#### Rows

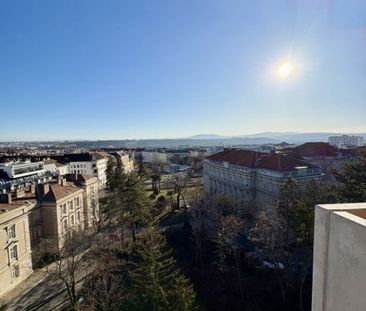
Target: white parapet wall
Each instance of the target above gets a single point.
(339, 272)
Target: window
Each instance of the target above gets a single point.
(11, 232)
(65, 225)
(14, 252)
(15, 271)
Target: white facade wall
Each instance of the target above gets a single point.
(152, 156)
(339, 269)
(95, 168)
(259, 187)
(346, 140)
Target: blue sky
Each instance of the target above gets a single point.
(87, 69)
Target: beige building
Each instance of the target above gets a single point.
(15, 247)
(62, 210)
(339, 270)
(253, 178)
(90, 197)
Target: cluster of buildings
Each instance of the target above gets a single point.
(41, 201)
(254, 178)
(35, 219)
(346, 141)
(22, 170)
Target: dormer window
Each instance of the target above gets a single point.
(11, 232)
(14, 252)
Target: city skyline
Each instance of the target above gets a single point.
(87, 70)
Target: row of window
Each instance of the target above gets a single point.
(65, 225)
(75, 202)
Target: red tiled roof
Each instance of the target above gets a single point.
(281, 162)
(314, 149)
(247, 158)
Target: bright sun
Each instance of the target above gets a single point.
(285, 70)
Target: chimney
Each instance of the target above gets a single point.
(45, 188)
(33, 188)
(6, 198)
(19, 193)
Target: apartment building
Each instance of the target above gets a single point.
(345, 141)
(61, 211)
(339, 264)
(253, 178)
(154, 157)
(94, 164)
(90, 197)
(320, 154)
(15, 246)
(19, 173)
(56, 168)
(127, 161)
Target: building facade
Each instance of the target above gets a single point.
(94, 164)
(15, 246)
(90, 197)
(253, 178)
(339, 264)
(345, 141)
(62, 210)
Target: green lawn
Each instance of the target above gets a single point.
(173, 218)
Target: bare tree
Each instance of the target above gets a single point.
(179, 183)
(107, 287)
(270, 236)
(227, 241)
(72, 263)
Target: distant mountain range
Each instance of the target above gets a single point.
(208, 140)
(276, 137)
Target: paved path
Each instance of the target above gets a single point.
(41, 291)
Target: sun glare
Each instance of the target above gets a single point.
(285, 70)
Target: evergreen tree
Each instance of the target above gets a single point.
(352, 180)
(158, 282)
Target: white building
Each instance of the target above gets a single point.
(339, 269)
(94, 164)
(346, 141)
(154, 157)
(22, 169)
(56, 168)
(127, 161)
(253, 178)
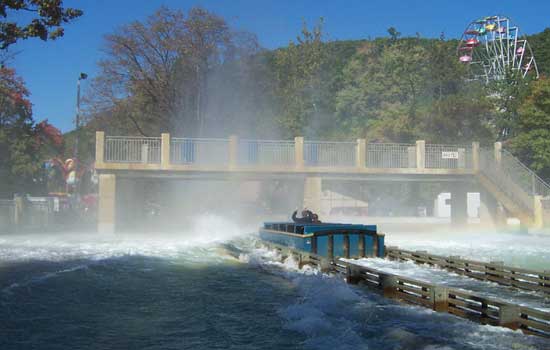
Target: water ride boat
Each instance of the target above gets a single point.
(328, 240)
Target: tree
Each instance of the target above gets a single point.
(21, 153)
(532, 140)
(299, 81)
(156, 72)
(51, 15)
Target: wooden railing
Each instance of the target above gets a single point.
(494, 271)
(439, 298)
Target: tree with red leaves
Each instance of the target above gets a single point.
(22, 143)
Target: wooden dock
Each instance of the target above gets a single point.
(494, 271)
(439, 298)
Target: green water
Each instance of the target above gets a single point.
(85, 292)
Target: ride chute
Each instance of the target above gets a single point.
(492, 47)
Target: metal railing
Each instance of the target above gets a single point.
(266, 152)
(126, 149)
(391, 155)
(329, 154)
(199, 151)
(448, 156)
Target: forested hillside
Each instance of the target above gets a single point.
(190, 74)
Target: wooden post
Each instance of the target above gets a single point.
(498, 152)
(99, 148)
(330, 247)
(508, 316)
(388, 283)
(420, 154)
(299, 152)
(440, 298)
(475, 156)
(361, 246)
(233, 151)
(361, 154)
(353, 274)
(346, 246)
(165, 151)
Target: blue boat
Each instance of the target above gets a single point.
(328, 240)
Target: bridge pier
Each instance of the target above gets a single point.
(106, 204)
(459, 205)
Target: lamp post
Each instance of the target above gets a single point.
(82, 76)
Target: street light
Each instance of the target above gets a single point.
(82, 76)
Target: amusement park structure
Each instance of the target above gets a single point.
(492, 46)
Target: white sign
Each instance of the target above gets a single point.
(449, 155)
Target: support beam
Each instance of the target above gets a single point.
(459, 205)
(99, 148)
(475, 156)
(165, 151)
(299, 152)
(106, 205)
(312, 193)
(361, 154)
(233, 151)
(420, 154)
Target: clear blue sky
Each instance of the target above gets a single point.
(50, 69)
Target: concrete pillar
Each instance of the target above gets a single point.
(439, 296)
(106, 205)
(459, 205)
(538, 213)
(99, 148)
(165, 151)
(475, 156)
(361, 154)
(420, 154)
(233, 151)
(299, 152)
(498, 152)
(313, 193)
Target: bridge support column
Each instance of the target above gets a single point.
(312, 193)
(459, 205)
(106, 205)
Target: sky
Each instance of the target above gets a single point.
(50, 69)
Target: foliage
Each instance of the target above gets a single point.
(532, 140)
(50, 16)
(156, 73)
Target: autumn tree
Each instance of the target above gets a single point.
(50, 16)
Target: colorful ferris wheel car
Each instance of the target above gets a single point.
(492, 47)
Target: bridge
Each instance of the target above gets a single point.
(493, 171)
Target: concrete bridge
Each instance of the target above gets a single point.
(494, 172)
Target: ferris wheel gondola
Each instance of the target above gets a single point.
(492, 46)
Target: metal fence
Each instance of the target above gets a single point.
(265, 152)
(124, 149)
(448, 156)
(199, 151)
(329, 154)
(391, 155)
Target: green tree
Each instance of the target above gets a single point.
(47, 24)
(532, 140)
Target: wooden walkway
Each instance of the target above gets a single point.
(439, 298)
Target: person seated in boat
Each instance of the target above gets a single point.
(315, 219)
(307, 217)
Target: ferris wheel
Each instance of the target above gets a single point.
(493, 46)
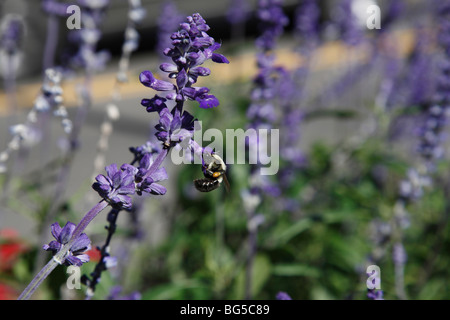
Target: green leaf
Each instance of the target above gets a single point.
(291, 270)
(262, 270)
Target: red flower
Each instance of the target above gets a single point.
(11, 248)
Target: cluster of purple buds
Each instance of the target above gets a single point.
(411, 189)
(88, 36)
(272, 23)
(63, 237)
(54, 7)
(375, 294)
(12, 30)
(136, 13)
(120, 183)
(191, 47)
(431, 132)
(347, 23)
(266, 85)
(307, 23)
(168, 23)
(49, 100)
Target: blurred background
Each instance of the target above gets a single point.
(366, 96)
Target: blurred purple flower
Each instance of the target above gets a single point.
(11, 33)
(115, 292)
(283, 296)
(375, 294)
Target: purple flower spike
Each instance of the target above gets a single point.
(76, 255)
(116, 186)
(191, 47)
(157, 104)
(283, 296)
(173, 128)
(147, 183)
(148, 80)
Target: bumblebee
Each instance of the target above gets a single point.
(214, 173)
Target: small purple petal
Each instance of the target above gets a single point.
(82, 243)
(56, 230)
(66, 233)
(218, 58)
(208, 101)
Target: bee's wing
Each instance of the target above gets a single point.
(227, 184)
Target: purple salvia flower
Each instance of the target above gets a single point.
(283, 296)
(55, 8)
(347, 23)
(140, 151)
(116, 186)
(115, 294)
(307, 23)
(11, 33)
(76, 254)
(375, 294)
(192, 46)
(430, 146)
(145, 181)
(173, 127)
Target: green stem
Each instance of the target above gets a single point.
(35, 283)
(61, 255)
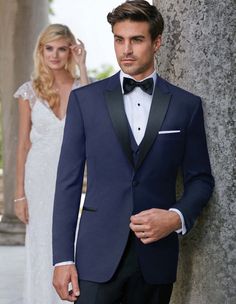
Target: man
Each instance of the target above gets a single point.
(134, 137)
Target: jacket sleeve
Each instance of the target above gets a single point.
(69, 183)
(198, 181)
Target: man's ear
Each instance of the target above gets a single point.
(157, 43)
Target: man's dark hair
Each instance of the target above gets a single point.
(138, 10)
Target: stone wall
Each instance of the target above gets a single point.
(198, 54)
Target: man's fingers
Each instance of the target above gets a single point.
(64, 276)
(75, 284)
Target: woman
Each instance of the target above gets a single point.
(42, 109)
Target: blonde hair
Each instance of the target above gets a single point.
(42, 77)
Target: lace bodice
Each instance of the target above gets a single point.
(40, 179)
(46, 126)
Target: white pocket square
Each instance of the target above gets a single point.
(169, 132)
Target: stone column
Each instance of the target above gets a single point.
(20, 23)
(198, 54)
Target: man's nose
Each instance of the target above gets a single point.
(55, 54)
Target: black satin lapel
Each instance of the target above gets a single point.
(114, 100)
(157, 114)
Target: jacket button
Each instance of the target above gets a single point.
(135, 183)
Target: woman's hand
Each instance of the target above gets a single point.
(79, 53)
(21, 211)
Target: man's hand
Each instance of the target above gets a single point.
(154, 224)
(21, 211)
(63, 275)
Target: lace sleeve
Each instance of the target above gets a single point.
(26, 92)
(76, 84)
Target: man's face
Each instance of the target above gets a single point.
(134, 48)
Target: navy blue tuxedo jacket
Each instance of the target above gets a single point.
(97, 132)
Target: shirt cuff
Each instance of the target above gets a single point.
(182, 230)
(64, 263)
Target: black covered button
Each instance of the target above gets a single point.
(135, 183)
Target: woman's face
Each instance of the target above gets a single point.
(56, 54)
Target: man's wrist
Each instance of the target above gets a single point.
(64, 263)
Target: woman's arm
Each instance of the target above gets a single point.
(79, 53)
(24, 144)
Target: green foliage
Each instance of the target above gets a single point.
(100, 73)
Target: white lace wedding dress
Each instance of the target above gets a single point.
(40, 178)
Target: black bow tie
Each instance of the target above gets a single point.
(146, 85)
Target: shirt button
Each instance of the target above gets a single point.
(135, 183)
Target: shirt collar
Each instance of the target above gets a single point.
(153, 75)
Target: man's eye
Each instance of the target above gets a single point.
(48, 48)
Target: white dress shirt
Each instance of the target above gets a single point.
(137, 107)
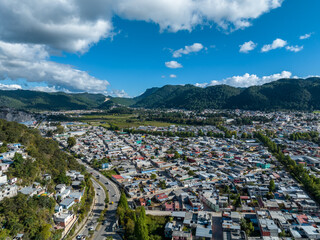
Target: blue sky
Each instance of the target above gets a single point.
(132, 55)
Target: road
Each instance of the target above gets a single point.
(97, 209)
(114, 196)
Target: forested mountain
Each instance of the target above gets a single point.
(284, 94)
(289, 94)
(33, 100)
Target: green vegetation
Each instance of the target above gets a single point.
(246, 226)
(71, 142)
(310, 182)
(298, 94)
(308, 136)
(97, 163)
(137, 225)
(289, 94)
(48, 157)
(109, 173)
(33, 100)
(32, 216)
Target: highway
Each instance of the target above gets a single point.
(114, 195)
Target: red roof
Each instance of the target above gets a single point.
(244, 197)
(162, 196)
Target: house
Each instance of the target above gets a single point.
(180, 235)
(64, 218)
(161, 197)
(8, 191)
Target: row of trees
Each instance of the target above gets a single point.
(137, 225)
(308, 136)
(33, 215)
(301, 174)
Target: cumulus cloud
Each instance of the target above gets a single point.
(247, 80)
(186, 14)
(75, 25)
(31, 62)
(196, 47)
(10, 86)
(72, 25)
(49, 89)
(173, 64)
(35, 28)
(306, 36)
(247, 47)
(278, 43)
(294, 48)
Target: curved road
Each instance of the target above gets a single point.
(114, 196)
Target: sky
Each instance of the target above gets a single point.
(123, 47)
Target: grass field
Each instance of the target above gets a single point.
(121, 121)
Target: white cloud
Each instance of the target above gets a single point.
(248, 80)
(196, 47)
(173, 64)
(247, 47)
(31, 62)
(10, 86)
(49, 89)
(72, 25)
(278, 43)
(294, 48)
(306, 36)
(31, 30)
(117, 93)
(186, 14)
(75, 25)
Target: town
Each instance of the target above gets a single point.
(210, 187)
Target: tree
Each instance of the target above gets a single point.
(176, 155)
(141, 229)
(71, 142)
(45, 232)
(162, 184)
(59, 130)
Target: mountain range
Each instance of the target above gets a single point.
(283, 94)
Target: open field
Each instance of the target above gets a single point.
(121, 121)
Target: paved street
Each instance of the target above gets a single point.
(114, 196)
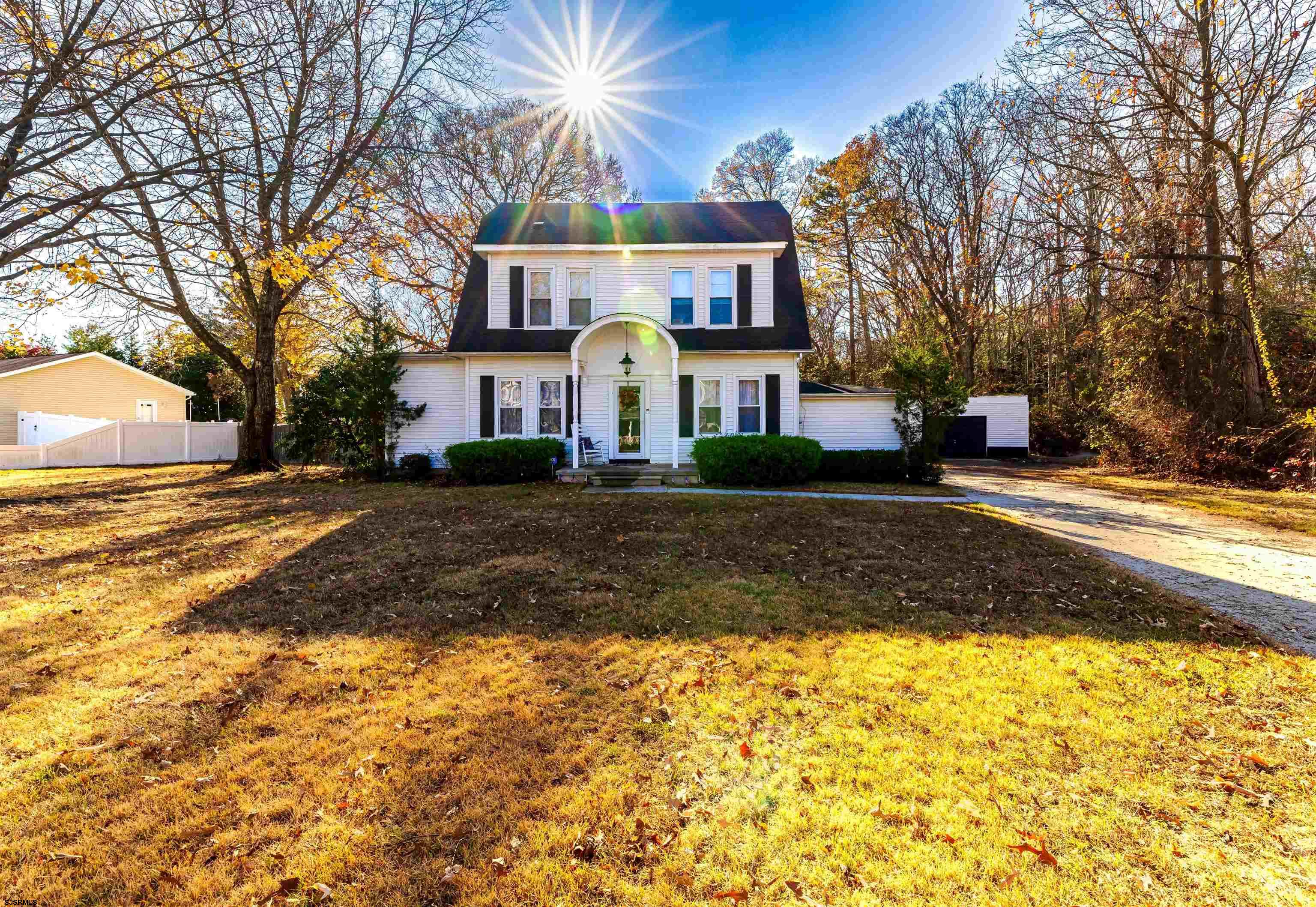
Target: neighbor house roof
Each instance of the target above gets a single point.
(677, 223)
(32, 361)
(10, 368)
(819, 387)
(665, 223)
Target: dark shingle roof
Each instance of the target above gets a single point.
(677, 222)
(635, 224)
(28, 361)
(819, 387)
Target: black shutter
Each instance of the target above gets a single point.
(744, 296)
(488, 406)
(773, 398)
(516, 296)
(569, 386)
(688, 406)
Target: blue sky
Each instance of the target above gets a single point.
(822, 72)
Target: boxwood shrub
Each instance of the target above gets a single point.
(757, 458)
(862, 467)
(505, 460)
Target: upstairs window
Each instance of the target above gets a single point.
(751, 406)
(550, 406)
(541, 299)
(580, 298)
(720, 296)
(510, 413)
(682, 298)
(710, 406)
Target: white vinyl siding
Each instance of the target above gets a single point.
(632, 285)
(595, 410)
(440, 385)
(841, 422)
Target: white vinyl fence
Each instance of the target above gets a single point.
(129, 443)
(47, 427)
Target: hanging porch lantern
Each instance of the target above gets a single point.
(627, 361)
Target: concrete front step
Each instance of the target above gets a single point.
(624, 481)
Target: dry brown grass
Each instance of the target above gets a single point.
(209, 685)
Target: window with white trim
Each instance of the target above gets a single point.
(580, 298)
(710, 413)
(682, 293)
(550, 406)
(720, 298)
(749, 406)
(541, 299)
(511, 411)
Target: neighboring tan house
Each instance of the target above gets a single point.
(87, 385)
(643, 327)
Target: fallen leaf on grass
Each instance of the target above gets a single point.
(286, 888)
(1044, 856)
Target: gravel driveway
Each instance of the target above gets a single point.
(1261, 576)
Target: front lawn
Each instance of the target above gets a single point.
(905, 489)
(237, 690)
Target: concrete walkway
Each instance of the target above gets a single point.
(768, 493)
(1261, 576)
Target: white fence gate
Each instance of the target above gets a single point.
(129, 443)
(47, 427)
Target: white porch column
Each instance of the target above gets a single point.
(576, 413)
(676, 410)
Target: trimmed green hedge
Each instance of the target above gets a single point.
(862, 467)
(505, 460)
(757, 458)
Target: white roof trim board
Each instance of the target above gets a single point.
(99, 356)
(775, 248)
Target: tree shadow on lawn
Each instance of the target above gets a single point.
(465, 674)
(545, 563)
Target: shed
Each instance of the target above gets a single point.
(855, 418)
(87, 386)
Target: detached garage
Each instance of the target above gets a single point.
(849, 418)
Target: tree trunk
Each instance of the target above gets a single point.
(256, 453)
(1253, 389)
(849, 281)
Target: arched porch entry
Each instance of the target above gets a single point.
(578, 345)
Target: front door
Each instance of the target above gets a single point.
(628, 410)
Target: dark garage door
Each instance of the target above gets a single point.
(966, 437)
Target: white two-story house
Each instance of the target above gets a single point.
(643, 327)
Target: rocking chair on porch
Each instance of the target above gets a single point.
(591, 452)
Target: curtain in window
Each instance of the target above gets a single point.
(578, 295)
(510, 407)
(748, 406)
(710, 406)
(541, 299)
(550, 407)
(719, 296)
(682, 298)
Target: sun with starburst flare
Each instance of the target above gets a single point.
(597, 78)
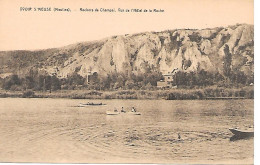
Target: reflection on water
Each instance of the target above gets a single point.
(55, 130)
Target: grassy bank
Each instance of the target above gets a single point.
(170, 94)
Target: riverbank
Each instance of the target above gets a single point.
(169, 94)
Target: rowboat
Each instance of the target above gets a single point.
(117, 113)
(134, 113)
(242, 133)
(112, 112)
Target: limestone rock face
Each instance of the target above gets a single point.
(188, 50)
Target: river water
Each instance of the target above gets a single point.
(56, 130)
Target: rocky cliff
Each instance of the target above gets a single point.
(181, 49)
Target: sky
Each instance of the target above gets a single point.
(30, 30)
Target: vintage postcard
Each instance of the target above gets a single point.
(132, 81)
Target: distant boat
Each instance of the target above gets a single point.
(118, 112)
(134, 113)
(242, 133)
(90, 104)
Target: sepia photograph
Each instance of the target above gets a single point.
(133, 81)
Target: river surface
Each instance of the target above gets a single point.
(56, 130)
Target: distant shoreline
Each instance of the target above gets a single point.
(208, 93)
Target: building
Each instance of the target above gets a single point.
(167, 82)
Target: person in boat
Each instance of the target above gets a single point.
(133, 109)
(122, 110)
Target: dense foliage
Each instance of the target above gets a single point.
(115, 81)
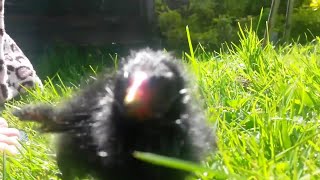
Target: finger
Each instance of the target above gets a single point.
(11, 149)
(3, 122)
(9, 131)
(13, 140)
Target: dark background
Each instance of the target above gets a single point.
(37, 25)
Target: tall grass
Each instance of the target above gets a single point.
(264, 100)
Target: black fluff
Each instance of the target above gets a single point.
(98, 137)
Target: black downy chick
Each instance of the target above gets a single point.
(146, 106)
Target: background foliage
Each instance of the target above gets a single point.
(214, 22)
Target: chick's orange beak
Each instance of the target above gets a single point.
(138, 97)
(135, 90)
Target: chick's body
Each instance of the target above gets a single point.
(144, 107)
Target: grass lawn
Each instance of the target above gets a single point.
(264, 102)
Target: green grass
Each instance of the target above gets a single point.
(264, 102)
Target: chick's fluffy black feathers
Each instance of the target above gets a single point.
(145, 106)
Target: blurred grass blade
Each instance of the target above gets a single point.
(171, 162)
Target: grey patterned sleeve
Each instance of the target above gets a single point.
(16, 71)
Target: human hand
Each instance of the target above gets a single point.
(8, 138)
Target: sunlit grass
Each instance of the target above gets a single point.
(263, 99)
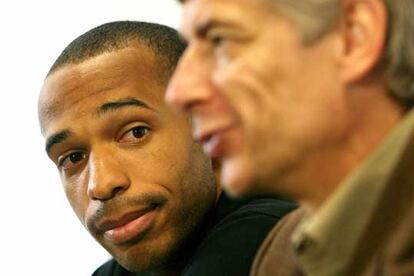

########

What needs to be done – Find each line in the records above that contains the string "dress" and copy those lines.

Final answer –
Target: white lace wedding dress
Target: white dress shirt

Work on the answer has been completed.